REQUIRED WORK - From the entries below, pull out each line where "mountain" appears.

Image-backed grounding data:
-- -- --
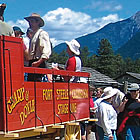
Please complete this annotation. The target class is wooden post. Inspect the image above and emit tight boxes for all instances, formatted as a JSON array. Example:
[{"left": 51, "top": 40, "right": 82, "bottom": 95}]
[{"left": 124, "top": 81, "right": 128, "bottom": 94}]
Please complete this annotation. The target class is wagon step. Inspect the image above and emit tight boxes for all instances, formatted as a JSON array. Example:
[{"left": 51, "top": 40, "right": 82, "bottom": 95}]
[
  {"left": 4, "top": 133, "right": 19, "bottom": 138},
  {"left": 33, "top": 127, "right": 47, "bottom": 132},
  {"left": 52, "top": 125, "right": 64, "bottom": 129},
  {"left": 88, "top": 118, "right": 98, "bottom": 122}
]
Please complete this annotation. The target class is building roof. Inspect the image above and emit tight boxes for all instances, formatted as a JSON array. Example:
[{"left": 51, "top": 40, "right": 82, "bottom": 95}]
[
  {"left": 126, "top": 72, "right": 140, "bottom": 80},
  {"left": 82, "top": 67, "right": 117, "bottom": 85},
  {"left": 48, "top": 63, "right": 117, "bottom": 85},
  {"left": 115, "top": 72, "right": 140, "bottom": 81}
]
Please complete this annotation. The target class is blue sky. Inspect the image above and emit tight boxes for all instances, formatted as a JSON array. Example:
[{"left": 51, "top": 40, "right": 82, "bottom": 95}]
[{"left": 1, "top": 0, "right": 140, "bottom": 47}]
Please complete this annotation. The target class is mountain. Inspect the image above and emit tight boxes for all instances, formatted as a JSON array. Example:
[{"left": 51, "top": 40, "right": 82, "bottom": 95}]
[
  {"left": 115, "top": 31, "right": 140, "bottom": 60},
  {"left": 54, "top": 11, "right": 140, "bottom": 55}
]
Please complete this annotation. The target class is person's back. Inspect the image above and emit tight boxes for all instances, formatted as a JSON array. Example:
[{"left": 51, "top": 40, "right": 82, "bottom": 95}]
[
  {"left": 0, "top": 3, "right": 14, "bottom": 36},
  {"left": 0, "top": 20, "right": 14, "bottom": 36},
  {"left": 96, "top": 88, "right": 118, "bottom": 140}
]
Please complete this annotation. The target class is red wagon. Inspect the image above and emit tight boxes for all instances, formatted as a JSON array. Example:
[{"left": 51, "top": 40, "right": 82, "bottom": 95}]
[{"left": 0, "top": 36, "right": 90, "bottom": 139}]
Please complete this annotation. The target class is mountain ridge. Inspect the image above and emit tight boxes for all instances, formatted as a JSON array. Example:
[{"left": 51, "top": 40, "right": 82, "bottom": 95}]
[
  {"left": 115, "top": 31, "right": 140, "bottom": 60},
  {"left": 54, "top": 11, "right": 140, "bottom": 57}
]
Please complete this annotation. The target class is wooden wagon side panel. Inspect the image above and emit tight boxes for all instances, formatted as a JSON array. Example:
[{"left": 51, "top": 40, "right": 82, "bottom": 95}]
[
  {"left": 54, "top": 82, "right": 69, "bottom": 124},
  {"left": 7, "top": 82, "right": 35, "bottom": 131},
  {"left": 69, "top": 83, "right": 90, "bottom": 121},
  {"left": 36, "top": 82, "right": 54, "bottom": 126},
  {"left": 0, "top": 36, "right": 25, "bottom": 132}
]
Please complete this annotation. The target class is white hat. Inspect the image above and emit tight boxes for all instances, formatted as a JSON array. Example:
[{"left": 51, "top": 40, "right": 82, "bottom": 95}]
[
  {"left": 101, "top": 88, "right": 117, "bottom": 100},
  {"left": 128, "top": 83, "right": 139, "bottom": 91},
  {"left": 65, "top": 39, "right": 80, "bottom": 55},
  {"left": 103, "top": 87, "right": 113, "bottom": 93}
]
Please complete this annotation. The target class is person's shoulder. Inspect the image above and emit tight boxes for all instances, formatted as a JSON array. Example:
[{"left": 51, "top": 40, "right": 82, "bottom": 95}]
[
  {"left": 128, "top": 102, "right": 140, "bottom": 111},
  {"left": 39, "top": 30, "right": 50, "bottom": 40},
  {"left": 95, "top": 98, "right": 103, "bottom": 104},
  {"left": 98, "top": 102, "right": 107, "bottom": 112},
  {"left": 69, "top": 56, "right": 75, "bottom": 60},
  {"left": 39, "top": 29, "right": 49, "bottom": 36},
  {"left": 75, "top": 55, "right": 81, "bottom": 60},
  {"left": 2, "top": 21, "right": 13, "bottom": 31},
  {"left": 99, "top": 100, "right": 106, "bottom": 107},
  {"left": 0, "top": 20, "right": 10, "bottom": 27}
]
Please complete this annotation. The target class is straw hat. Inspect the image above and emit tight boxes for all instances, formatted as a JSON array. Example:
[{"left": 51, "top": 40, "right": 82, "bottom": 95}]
[
  {"left": 65, "top": 39, "right": 80, "bottom": 55},
  {"left": 24, "top": 13, "right": 44, "bottom": 27}
]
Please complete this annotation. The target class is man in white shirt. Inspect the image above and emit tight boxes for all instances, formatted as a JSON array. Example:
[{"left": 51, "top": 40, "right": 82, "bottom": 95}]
[
  {"left": 24, "top": 13, "right": 52, "bottom": 81},
  {"left": 96, "top": 88, "right": 118, "bottom": 140}
]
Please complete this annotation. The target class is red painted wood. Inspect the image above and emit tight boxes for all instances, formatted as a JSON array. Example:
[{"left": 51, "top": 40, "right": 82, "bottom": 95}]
[{"left": 0, "top": 36, "right": 90, "bottom": 133}]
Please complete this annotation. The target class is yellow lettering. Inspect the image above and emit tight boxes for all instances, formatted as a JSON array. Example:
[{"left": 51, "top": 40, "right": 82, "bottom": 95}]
[
  {"left": 20, "top": 99, "right": 35, "bottom": 125},
  {"left": 7, "top": 99, "right": 12, "bottom": 114},
  {"left": 58, "top": 104, "right": 68, "bottom": 114},
  {"left": 70, "top": 89, "right": 88, "bottom": 99},
  {"left": 7, "top": 87, "right": 25, "bottom": 114},
  {"left": 56, "top": 89, "right": 69, "bottom": 100},
  {"left": 20, "top": 112, "right": 24, "bottom": 125},
  {"left": 70, "top": 103, "right": 77, "bottom": 113},
  {"left": 43, "top": 89, "right": 52, "bottom": 101}
]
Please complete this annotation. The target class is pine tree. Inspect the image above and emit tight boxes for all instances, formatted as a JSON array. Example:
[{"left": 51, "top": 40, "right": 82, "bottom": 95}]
[
  {"left": 96, "top": 38, "right": 122, "bottom": 78},
  {"left": 80, "top": 46, "right": 90, "bottom": 66}
]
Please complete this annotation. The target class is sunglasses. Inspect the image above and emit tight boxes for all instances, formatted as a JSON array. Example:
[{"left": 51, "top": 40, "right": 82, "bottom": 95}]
[{"left": 130, "top": 90, "right": 138, "bottom": 92}]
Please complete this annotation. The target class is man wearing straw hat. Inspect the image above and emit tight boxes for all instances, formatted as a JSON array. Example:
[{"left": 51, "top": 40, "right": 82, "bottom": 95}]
[{"left": 24, "top": 13, "right": 52, "bottom": 81}]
-- -- --
REPLY TO THE EXERCISE -
Please complete this annotation. The target class is mountain. Inspect the image above and emit tight boxes for all instances, formatted as a JSON array. Example:
Please complete this annotation. The target class is mountain ridge. Inspect the image above and emit tight boxes for all instances, formatted as a JSON array. Example:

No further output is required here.